[Coordinate annotation entries]
——

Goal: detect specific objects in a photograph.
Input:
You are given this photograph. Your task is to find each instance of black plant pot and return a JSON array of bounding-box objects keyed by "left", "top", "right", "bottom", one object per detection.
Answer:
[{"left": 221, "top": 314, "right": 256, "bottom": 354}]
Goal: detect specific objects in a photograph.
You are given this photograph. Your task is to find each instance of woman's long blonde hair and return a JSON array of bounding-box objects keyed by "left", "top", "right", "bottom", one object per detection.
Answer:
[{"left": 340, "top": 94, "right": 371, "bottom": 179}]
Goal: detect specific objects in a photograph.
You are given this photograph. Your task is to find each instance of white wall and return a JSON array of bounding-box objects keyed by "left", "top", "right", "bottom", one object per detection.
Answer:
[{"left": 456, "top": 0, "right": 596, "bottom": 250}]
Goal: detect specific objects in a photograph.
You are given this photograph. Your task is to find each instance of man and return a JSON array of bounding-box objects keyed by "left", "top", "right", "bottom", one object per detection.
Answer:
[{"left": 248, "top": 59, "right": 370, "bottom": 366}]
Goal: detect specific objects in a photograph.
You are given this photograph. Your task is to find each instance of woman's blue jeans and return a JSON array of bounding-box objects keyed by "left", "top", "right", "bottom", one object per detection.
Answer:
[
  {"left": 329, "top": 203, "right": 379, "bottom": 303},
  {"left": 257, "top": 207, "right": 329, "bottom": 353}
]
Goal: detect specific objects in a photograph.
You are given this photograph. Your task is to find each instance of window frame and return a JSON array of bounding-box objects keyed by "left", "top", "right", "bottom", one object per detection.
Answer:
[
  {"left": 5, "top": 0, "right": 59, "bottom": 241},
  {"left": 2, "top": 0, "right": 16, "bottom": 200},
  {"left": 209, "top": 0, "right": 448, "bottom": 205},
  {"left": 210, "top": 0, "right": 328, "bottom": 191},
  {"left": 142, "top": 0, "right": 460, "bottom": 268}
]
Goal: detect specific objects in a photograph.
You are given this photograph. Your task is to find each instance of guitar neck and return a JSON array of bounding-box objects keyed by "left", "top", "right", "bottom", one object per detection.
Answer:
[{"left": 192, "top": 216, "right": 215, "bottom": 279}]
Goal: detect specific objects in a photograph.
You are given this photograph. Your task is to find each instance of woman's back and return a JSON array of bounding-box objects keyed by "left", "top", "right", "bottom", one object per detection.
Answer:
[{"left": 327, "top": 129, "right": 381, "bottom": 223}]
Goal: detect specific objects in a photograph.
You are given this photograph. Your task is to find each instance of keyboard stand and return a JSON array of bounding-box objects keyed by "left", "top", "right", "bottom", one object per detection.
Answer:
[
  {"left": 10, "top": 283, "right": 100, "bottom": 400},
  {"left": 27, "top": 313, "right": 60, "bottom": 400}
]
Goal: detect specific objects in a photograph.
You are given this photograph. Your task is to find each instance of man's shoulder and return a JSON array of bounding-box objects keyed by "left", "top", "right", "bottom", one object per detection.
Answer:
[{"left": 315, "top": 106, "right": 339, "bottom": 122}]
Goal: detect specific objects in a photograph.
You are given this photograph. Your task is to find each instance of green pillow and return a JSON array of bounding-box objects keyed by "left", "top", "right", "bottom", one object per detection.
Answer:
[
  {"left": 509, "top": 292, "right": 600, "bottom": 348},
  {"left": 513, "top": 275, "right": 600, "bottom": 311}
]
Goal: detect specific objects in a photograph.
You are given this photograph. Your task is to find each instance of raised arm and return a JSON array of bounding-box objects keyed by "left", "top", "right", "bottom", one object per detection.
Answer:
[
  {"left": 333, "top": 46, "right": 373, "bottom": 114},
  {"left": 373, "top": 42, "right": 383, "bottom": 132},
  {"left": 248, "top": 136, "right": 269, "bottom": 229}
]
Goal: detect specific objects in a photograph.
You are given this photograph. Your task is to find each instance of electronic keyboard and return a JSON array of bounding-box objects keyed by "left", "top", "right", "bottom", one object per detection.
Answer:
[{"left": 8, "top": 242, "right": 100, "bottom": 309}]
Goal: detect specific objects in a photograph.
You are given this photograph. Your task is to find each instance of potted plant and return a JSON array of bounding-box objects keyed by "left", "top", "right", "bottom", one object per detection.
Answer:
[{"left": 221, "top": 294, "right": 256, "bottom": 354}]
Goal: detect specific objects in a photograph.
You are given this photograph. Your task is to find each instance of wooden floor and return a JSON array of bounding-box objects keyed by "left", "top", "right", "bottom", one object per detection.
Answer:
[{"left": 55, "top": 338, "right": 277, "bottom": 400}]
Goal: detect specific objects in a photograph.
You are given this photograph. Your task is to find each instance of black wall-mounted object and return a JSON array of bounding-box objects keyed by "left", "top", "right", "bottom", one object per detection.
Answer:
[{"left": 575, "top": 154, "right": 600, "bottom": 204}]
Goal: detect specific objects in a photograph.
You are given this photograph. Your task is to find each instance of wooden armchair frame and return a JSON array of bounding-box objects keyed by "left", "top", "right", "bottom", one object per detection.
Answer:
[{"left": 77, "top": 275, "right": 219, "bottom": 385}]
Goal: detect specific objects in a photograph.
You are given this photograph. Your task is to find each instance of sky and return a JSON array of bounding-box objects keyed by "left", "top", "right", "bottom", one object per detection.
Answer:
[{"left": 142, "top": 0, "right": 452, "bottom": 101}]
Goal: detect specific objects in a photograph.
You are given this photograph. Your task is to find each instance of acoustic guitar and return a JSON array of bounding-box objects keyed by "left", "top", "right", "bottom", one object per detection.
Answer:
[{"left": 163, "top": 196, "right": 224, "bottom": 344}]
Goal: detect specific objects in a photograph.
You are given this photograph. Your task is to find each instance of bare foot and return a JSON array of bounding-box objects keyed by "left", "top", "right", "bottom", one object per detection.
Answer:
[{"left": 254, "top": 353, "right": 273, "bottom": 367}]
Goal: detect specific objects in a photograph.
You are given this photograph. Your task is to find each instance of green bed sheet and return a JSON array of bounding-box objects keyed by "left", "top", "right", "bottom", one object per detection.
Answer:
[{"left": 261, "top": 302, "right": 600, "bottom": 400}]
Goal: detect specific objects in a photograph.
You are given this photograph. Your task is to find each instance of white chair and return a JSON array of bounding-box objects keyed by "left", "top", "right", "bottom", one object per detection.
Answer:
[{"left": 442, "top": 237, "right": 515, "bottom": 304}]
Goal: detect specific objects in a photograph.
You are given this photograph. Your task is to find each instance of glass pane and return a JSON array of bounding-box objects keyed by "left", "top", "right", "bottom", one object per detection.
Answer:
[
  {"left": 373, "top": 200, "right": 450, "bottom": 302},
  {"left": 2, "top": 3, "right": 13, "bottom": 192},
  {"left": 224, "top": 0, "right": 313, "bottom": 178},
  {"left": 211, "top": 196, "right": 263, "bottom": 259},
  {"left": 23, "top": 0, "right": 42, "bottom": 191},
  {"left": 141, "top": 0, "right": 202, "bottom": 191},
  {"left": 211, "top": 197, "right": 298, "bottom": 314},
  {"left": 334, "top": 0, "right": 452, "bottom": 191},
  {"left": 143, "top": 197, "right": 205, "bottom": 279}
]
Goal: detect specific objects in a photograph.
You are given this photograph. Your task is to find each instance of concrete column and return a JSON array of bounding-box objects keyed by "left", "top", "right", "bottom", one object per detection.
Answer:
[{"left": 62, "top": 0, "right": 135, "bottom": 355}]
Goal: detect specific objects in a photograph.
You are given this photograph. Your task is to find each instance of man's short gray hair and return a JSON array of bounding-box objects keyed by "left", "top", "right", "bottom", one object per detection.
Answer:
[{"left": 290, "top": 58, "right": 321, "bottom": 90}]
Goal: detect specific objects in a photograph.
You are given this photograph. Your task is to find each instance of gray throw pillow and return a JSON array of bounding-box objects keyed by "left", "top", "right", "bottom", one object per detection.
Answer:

——

▶ [Aim]
Count the lines in the records that contain the word "window". Give only the number.

▶ [Response]
1